WHAT YOU WILL DO
Using the match report below, answer each question on its own line:
1. In which city was the women's tri-series played?
2. What was South Africa's score when Dercksen came to the crease?
3. How many runs did Tryon make, and off how many balls?
[START READING PASSAGE]
Annerie Dercksen’s maiden ODI century – which came off the back of two successive fifty-plus scores and is also the fastest by a South African in the format – headlined South Africa’s consolation win at the women’s tri-series in Colombo.
With South Africa out of contention for Sunday’s final, they put together their most complete performance of the competition and posted their fifth highest score in all ODIs thanks to contributions from the lower order, which ultimately won them the game.
Dercksen arrived at the crease with South Africa on 85 for 5 as offspinner Dewmi Vihanga ripped through their top and middle-order. She consolidated with Nondumiso Shangase before sharing a 112-run sixth-wicket stand off 88 balls with Chloe Tryon, a seventh-wicket record for South Africa, to put them in sight of a big score. Tryon smashed 74 off 51 balls and was part of a 66-run stand off 30 balls with Nadine de Klerk which pushed South Africa over 300 and asked Sri Lanka to complete their highest successful chase.
[END READING PASSAGE]
[START RECORD EXCERPTS]
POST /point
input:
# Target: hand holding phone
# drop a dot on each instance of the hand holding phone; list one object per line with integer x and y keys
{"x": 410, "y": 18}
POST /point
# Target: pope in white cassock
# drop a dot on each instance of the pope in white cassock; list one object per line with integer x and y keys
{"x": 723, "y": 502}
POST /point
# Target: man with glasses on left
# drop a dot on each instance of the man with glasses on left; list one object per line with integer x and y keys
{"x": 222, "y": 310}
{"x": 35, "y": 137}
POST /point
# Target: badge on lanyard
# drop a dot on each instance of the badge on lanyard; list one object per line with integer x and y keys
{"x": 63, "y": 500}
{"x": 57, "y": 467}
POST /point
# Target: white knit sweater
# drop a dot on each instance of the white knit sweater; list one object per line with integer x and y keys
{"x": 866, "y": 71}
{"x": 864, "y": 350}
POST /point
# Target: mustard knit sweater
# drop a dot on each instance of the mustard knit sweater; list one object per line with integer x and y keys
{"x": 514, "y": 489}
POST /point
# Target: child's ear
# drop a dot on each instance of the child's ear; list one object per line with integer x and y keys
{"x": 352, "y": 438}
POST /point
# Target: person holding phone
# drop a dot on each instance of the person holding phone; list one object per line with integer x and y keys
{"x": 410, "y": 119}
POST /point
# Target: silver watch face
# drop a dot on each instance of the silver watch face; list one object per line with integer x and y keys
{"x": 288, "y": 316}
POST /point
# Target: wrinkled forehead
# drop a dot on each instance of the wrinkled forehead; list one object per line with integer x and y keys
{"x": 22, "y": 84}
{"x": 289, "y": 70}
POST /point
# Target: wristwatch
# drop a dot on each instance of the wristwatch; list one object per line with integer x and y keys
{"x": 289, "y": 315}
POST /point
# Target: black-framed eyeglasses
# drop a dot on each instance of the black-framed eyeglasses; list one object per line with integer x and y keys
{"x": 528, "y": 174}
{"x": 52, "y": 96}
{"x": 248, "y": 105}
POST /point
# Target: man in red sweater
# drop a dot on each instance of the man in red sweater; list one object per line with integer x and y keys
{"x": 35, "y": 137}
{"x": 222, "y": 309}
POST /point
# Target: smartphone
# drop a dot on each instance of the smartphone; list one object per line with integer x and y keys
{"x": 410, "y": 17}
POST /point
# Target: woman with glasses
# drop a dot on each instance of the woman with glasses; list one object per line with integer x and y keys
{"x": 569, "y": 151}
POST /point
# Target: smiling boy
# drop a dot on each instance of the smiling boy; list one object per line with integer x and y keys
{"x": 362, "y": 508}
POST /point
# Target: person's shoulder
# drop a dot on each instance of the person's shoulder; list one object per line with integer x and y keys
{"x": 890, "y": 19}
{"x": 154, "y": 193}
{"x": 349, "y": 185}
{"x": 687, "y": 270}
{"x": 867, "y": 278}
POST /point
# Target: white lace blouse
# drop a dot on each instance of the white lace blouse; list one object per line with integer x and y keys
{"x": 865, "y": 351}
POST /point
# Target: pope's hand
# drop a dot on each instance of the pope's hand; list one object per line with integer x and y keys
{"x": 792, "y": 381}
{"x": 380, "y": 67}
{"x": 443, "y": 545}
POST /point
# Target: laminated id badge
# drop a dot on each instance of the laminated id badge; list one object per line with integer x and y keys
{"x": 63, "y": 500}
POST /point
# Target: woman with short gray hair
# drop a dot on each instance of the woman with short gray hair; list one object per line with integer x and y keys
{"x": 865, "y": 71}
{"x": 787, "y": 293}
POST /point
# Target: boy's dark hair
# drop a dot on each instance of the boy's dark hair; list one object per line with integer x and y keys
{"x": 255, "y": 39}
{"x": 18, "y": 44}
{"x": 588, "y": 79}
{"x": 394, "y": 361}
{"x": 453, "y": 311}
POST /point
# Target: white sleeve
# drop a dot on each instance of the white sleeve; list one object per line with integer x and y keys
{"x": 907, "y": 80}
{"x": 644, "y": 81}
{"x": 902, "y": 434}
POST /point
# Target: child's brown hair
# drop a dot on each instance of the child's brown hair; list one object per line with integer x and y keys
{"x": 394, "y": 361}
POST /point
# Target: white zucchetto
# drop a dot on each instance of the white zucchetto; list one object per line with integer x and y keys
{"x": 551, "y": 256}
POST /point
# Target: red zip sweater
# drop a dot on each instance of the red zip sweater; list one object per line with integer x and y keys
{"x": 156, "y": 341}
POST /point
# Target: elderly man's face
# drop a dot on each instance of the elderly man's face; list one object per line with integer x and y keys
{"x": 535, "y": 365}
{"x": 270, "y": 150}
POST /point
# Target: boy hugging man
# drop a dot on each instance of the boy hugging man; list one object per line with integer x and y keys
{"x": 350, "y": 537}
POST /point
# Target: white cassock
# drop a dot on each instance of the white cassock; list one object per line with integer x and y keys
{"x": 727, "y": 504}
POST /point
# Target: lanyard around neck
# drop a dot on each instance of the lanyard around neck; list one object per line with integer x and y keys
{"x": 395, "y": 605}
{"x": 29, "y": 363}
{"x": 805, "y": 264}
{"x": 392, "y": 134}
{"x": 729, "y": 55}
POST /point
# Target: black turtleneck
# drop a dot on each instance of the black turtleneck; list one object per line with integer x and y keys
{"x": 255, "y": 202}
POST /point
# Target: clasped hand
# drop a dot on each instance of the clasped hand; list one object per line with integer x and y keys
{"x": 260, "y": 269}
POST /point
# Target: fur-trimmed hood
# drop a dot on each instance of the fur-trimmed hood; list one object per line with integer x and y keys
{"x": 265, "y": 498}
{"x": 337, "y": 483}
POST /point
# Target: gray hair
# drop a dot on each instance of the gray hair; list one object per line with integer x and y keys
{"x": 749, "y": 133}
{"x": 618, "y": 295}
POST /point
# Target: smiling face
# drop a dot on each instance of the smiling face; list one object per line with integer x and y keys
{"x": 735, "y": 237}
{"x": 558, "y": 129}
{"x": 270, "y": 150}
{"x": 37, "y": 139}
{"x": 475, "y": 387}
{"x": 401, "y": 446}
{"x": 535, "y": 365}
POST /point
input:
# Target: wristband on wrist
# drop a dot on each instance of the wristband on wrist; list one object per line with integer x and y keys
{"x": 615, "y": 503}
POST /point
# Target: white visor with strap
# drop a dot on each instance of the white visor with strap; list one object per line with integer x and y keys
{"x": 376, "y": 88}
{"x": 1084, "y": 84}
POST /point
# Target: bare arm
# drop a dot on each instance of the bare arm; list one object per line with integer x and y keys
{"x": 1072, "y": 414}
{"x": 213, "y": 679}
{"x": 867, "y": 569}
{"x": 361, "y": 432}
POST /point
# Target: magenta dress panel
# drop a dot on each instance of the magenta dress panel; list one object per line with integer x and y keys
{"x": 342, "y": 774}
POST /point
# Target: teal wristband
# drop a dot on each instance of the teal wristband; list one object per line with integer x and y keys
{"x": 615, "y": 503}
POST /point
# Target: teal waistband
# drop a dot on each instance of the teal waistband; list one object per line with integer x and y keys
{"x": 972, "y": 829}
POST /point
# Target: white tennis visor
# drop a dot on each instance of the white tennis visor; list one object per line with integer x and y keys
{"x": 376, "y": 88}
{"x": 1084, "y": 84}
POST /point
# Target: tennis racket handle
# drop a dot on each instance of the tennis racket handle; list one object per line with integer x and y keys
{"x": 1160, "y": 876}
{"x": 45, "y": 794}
[END RECORD EXCERPTS]
TASK RESULT
1. Colombo
2. 85 for 5
3. 74 runs off 51 balls